**Data to examine**
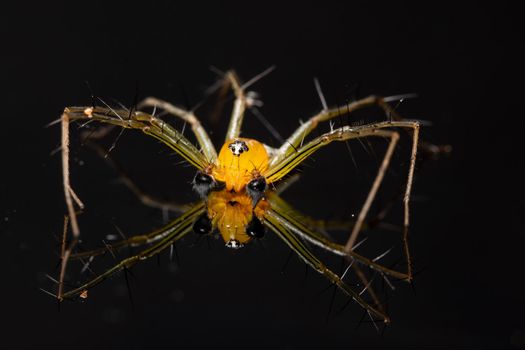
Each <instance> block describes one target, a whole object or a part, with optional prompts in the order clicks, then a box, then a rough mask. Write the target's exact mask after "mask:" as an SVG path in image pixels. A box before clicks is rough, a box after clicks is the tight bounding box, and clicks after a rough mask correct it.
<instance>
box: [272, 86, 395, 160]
mask: <svg viewBox="0 0 525 350" xmlns="http://www.w3.org/2000/svg"><path fill="white" fill-rule="evenodd" d="M321 96H322V95H321ZM323 101H324V100H323ZM323 105H324V103H323ZM374 105H375V106H379V107H380V108H381V109H383V110H384V112H385V114H386V115H387V117H388V118H389V120H396V121H401V120H403V118H401V116H399V115H398V114H397V113H396V111H395V110H394V109H393V108H392V107H390V105H389V104H388V103H387V102H386V101H385V99H384V98H382V97H379V96H368V97H365V98H363V99H360V100H357V101H354V102H352V103H349V104H347V105H344V106H338V107H336V108H330V109H328V108H325V109H323V110H322V111H321V112H320V113H318V114H316V115H314V116H313V117H311V118H310V119H308V120H307V121H306V122H304V123H302V124H301V125H300V126H299V127H298V128H297V129H296V130H295V131H294V132H293V133H292V135H290V137H289V138H288V139H287V140H286V141H285V142H284V143H283V144H282V146H281V147H280V148H279V149H278V150H277V151H276V152H275V155H274V157H273V158H272V159H271V161H270V165H276V164H277V163H279V162H281V161H282V160H283V159H284V158H286V157H287V156H289V155H290V153H293V152H294V151H295V150H296V149H298V148H300V147H301V146H302V145H303V142H304V140H305V139H306V137H307V136H308V135H309V134H310V133H311V132H312V131H313V130H315V129H316V128H317V126H318V125H319V123H321V122H326V121H330V120H331V119H334V118H337V117H340V116H343V115H348V114H350V113H353V112H355V111H357V110H359V109H362V108H366V107H370V106H374Z"/></svg>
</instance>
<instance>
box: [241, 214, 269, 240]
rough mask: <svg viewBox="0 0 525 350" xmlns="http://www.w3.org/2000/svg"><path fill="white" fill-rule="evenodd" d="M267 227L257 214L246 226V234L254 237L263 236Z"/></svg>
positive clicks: (253, 216) (248, 235) (251, 236)
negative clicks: (264, 225) (264, 224)
mask: <svg viewBox="0 0 525 350" xmlns="http://www.w3.org/2000/svg"><path fill="white" fill-rule="evenodd" d="M265 232H266V228H265V227H264V225H263V224H262V222H261V220H259V219H258V218H257V217H256V216H255V215H254V216H253V218H252V221H250V223H249V224H248V225H247V226H246V234H247V235H248V236H250V237H253V238H262V237H263V236H264V233H265Z"/></svg>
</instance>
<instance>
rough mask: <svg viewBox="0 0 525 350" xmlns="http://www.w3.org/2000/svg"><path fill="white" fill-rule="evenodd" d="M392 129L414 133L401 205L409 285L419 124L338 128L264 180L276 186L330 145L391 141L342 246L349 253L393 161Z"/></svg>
mask: <svg viewBox="0 0 525 350" xmlns="http://www.w3.org/2000/svg"><path fill="white" fill-rule="evenodd" d="M393 127H399V128H410V129H412V130H413V134H412V150H411V155H410V165H409V169H408V177H407V185H406V189H405V194H404V197H403V204H404V221H403V247H404V251H405V255H406V259H407V263H408V268H407V273H406V277H405V278H404V279H405V280H407V281H410V280H411V279H412V263H411V257H410V250H409V248H408V227H409V201H410V193H411V190H412V181H413V174H414V167H415V161H416V154H417V142H418V136H419V123H418V122H415V121H390V122H381V123H375V124H368V125H363V126H359V127H355V128H351V127H349V126H344V127H341V128H338V129H336V130H333V131H332V132H329V133H326V134H324V135H321V136H319V137H317V138H315V139H314V140H312V141H310V142H309V143H307V144H306V145H304V146H303V147H300V148H299V149H298V150H297V151H296V152H295V153H292V154H290V155H288V156H287V157H286V158H284V159H283V160H282V161H281V162H279V163H277V164H275V165H274V166H270V168H269V169H268V171H267V172H266V174H265V176H266V178H267V180H268V182H275V181H278V180H280V179H281V178H283V177H284V176H285V175H286V174H288V173H289V172H290V171H291V170H292V169H294V168H295V167H296V166H297V165H299V164H300V163H301V162H302V161H303V160H305V159H306V158H308V157H309V156H310V155H312V154H313V153H314V152H315V151H317V150H318V149H319V148H321V147H324V146H326V145H328V144H329V143H331V142H333V141H346V140H350V139H358V138H363V137H370V136H374V137H378V136H379V137H387V138H390V143H389V146H388V149H387V151H386V152H385V156H384V157H383V161H382V163H381V165H380V167H379V170H378V173H377V175H376V177H375V179H374V182H373V184H372V187H371V189H370V191H369V193H368V196H367V198H366V200H365V203H364V204H363V207H362V209H361V211H360V213H359V215H358V218H357V221H356V223H355V225H354V227H353V229H352V232H351V234H350V237H349V239H348V241H347V243H346V245H345V248H344V250H345V251H346V252H351V251H352V248H353V246H354V244H355V241H356V239H357V237H358V235H359V232H360V230H361V227H362V225H363V223H364V220H365V218H366V215H367V213H368V211H369V209H370V206H371V204H372V202H373V200H374V198H375V195H376V193H377V190H378V189H379V186H380V185H381V182H382V180H383V177H384V174H385V172H386V169H387V168H388V165H389V163H390V159H391V157H392V154H393V151H394V148H395V145H396V143H397V140H398V138H399V134H398V133H397V132H395V131H392V130H388V129H389V128H393Z"/></svg>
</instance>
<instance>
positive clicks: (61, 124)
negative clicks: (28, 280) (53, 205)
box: [59, 106, 209, 299]
mask: <svg viewBox="0 0 525 350" xmlns="http://www.w3.org/2000/svg"><path fill="white" fill-rule="evenodd" d="M60 120H61V125H62V137H61V141H62V142H61V150H62V181H63V188H64V198H65V201H66V206H67V211H68V219H69V222H70V225H71V231H72V236H73V239H72V240H71V242H70V243H69V245H68V247H67V249H63V250H62V254H61V274H60V279H59V280H60V286H59V289H61V286H62V283H63V280H64V275H65V267H66V265H67V262H68V259H69V256H70V254H71V252H72V251H73V250H74V248H75V246H76V244H77V242H78V239H79V236H80V229H79V226H78V221H77V213H76V210H75V206H74V202H75V203H76V204H77V205H78V206H79V207H80V208H81V209H82V208H83V207H84V205H83V204H82V202H81V201H80V199H79V198H78V196H77V195H76V193H75V192H74V190H73V188H72V186H71V180H70V173H69V125H70V122H71V121H75V120H84V121H87V122H91V121H93V120H95V121H98V122H100V123H102V124H106V125H115V126H120V127H122V128H128V129H137V130H140V131H142V132H143V133H145V134H147V135H151V136H153V137H154V138H156V139H158V140H160V141H162V142H163V143H164V144H166V145H167V146H168V147H170V148H171V149H173V150H174V151H175V152H176V153H178V154H179V155H181V156H182V157H183V158H184V159H185V160H186V161H188V162H189V163H190V164H192V165H193V166H195V167H197V168H199V169H204V168H205V167H207V166H208V164H209V162H208V161H207V160H206V158H205V157H204V155H203V154H202V153H200V152H199V151H198V150H197V149H196V148H195V147H194V146H193V145H192V144H191V142H189V141H188V140H187V139H186V138H185V137H184V136H183V135H182V134H181V133H180V132H178V131H177V130H175V129H173V127H171V126H170V125H169V124H166V123H164V122H163V121H162V120H160V119H158V118H155V117H154V116H152V115H149V114H146V113H143V112H137V111H133V112H132V113H130V112H129V111H128V110H123V109H116V110H115V109H113V108H111V107H109V106H107V107H67V108H65V109H64V112H63V113H62V116H61V118H60ZM66 234H67V230H64V233H63V240H64V242H65V237H66ZM60 297H61V295H59V299H60Z"/></svg>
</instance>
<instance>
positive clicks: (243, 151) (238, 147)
mask: <svg viewBox="0 0 525 350" xmlns="http://www.w3.org/2000/svg"><path fill="white" fill-rule="evenodd" d="M228 148H229V149H230V151H232V153H233V155H234V156H237V157H239V156H240V155H241V153H243V152H247V151H249V148H248V146H247V145H246V142H244V141H241V140H235V141H233V142H232V143H230V144H229V145H228Z"/></svg>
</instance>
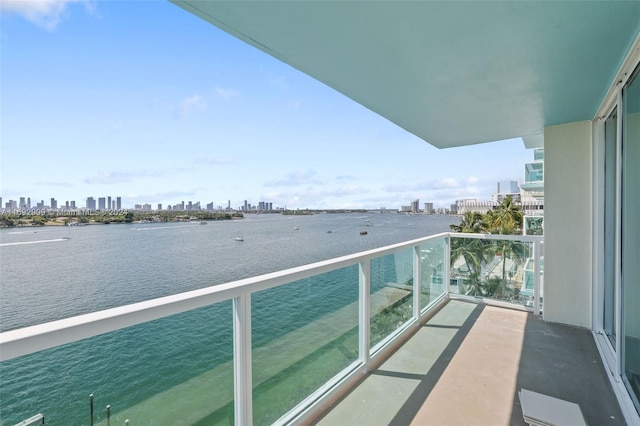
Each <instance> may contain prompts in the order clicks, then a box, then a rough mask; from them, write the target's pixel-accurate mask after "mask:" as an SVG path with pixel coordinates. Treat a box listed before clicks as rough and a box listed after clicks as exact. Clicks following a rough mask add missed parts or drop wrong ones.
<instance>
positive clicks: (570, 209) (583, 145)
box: [544, 121, 592, 328]
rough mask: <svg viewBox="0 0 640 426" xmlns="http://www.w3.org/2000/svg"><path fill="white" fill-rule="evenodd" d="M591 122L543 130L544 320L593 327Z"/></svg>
mask: <svg viewBox="0 0 640 426" xmlns="http://www.w3.org/2000/svg"><path fill="white" fill-rule="evenodd" d="M591 130H592V126H591V122H590V121H581V122H576V123H568V124H561V125H557V126H550V127H546V128H545V130H544V149H545V179H544V194H545V218H544V222H545V231H544V233H545V241H544V257H545V259H544V261H545V265H544V275H545V277H544V284H545V288H544V319H545V320H546V321H552V322H559V323H564V324H570V325H575V326H580V327H587V328H591V326H592V323H591V297H592V294H591V273H592V268H591V242H592V238H591V233H592V223H591V215H592V213H591V212H592V208H591V182H592V169H591V166H592V161H591V152H592V151H591V150H592V148H591Z"/></svg>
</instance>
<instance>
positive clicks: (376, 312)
mask: <svg viewBox="0 0 640 426" xmlns="http://www.w3.org/2000/svg"><path fill="white" fill-rule="evenodd" d="M370 314H371V321H370V325H371V334H370V343H371V347H374V346H375V345H376V344H377V343H379V342H380V341H382V340H383V339H384V338H385V337H387V336H388V335H389V334H391V333H393V332H394V331H395V330H397V329H398V328H399V327H400V326H402V324H404V323H405V322H406V321H408V320H409V319H410V318H411V317H412V316H413V249H411V248H409V249H406V250H403V251H401V252H398V253H393V254H389V255H386V256H382V257H379V258H376V259H372V260H371V306H370Z"/></svg>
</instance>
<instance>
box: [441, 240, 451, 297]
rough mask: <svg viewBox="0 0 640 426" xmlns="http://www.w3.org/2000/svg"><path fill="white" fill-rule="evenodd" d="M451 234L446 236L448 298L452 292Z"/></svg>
mask: <svg viewBox="0 0 640 426" xmlns="http://www.w3.org/2000/svg"><path fill="white" fill-rule="evenodd" d="M450 264H451V234H449V235H447V236H446V237H445V238H444V265H442V266H443V268H444V283H445V286H446V287H445V288H446V291H447V298H448V297H449V294H451V268H450V266H449V265H450Z"/></svg>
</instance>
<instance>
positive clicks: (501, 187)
mask: <svg viewBox="0 0 640 426" xmlns="http://www.w3.org/2000/svg"><path fill="white" fill-rule="evenodd" d="M509 195H510V196H511V198H512V199H513V201H515V202H520V187H519V186H518V181H515V180H504V181H501V182H498V192H497V193H495V194H493V196H492V201H493V202H494V203H496V204H499V203H501V202H502V200H504V199H505V198H506V197H507V196H509Z"/></svg>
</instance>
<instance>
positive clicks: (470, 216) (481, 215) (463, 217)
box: [449, 211, 484, 234]
mask: <svg viewBox="0 0 640 426" xmlns="http://www.w3.org/2000/svg"><path fill="white" fill-rule="evenodd" d="M449 227H450V228H451V229H452V230H453V231H456V232H466V233H471V234H480V233H481V232H482V231H483V230H484V223H483V218H482V215H481V214H480V213H474V212H471V211H466V212H465V213H464V215H463V216H462V219H461V220H460V224H459V225H449Z"/></svg>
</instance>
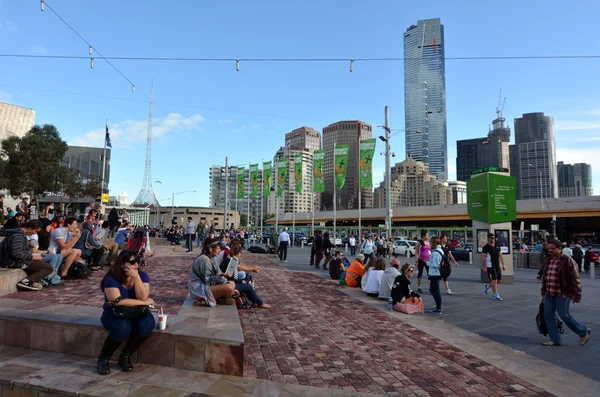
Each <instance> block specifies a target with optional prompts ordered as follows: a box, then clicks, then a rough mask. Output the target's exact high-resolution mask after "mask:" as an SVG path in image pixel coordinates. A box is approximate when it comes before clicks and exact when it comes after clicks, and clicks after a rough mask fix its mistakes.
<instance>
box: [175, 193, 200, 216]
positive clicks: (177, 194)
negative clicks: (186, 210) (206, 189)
mask: <svg viewBox="0 0 600 397" xmlns="http://www.w3.org/2000/svg"><path fill="white" fill-rule="evenodd" d="M183 193H196V191H195V190H186V191H184V192H177V193H173V194H172V195H171V222H173V214H174V210H175V197H177V196H179V195H180V194H183Z"/></svg>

**Problem details**
Exactly how many lines of the records hold "optional"? Give the number without any words.

**Exercise result**
2